# START OF Dataset content
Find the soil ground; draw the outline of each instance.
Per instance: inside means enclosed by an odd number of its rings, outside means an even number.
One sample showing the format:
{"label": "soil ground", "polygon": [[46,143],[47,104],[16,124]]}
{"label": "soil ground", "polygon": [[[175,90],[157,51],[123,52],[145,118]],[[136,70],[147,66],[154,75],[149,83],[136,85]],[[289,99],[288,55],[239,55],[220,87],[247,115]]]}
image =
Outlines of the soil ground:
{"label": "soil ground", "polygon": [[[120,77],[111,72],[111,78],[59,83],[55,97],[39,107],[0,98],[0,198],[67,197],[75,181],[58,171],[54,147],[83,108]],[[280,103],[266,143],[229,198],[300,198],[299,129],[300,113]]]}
# END OF Dataset content
Task brief - Can you give these entries again with "instance" swapped for "object" throughout and everything else left the same?

Full response -
Find the soil ground; draw the outline of each object.
Per object: inside means enclosed by an odd number of its rings, outside means an even number.
One sample showing the format:
{"label": "soil ground", "polygon": [[46,143],[47,104],[16,124]]}
{"label": "soil ground", "polygon": [[[175,90],[157,51],[123,52],[145,118]],[[136,70],[147,66],[154,75],[149,83],[136,85]],[[289,99],[288,55],[239,55],[220,87],[247,115]]]}
image =
Outlines of the soil ground:
{"label": "soil ground", "polygon": [[[120,77],[111,72],[111,78],[59,83],[55,97],[39,107],[0,98],[0,198],[67,197],[75,181],[58,171],[54,147],[83,108]],[[280,103],[266,143],[229,198],[300,198],[299,129],[300,113]]]}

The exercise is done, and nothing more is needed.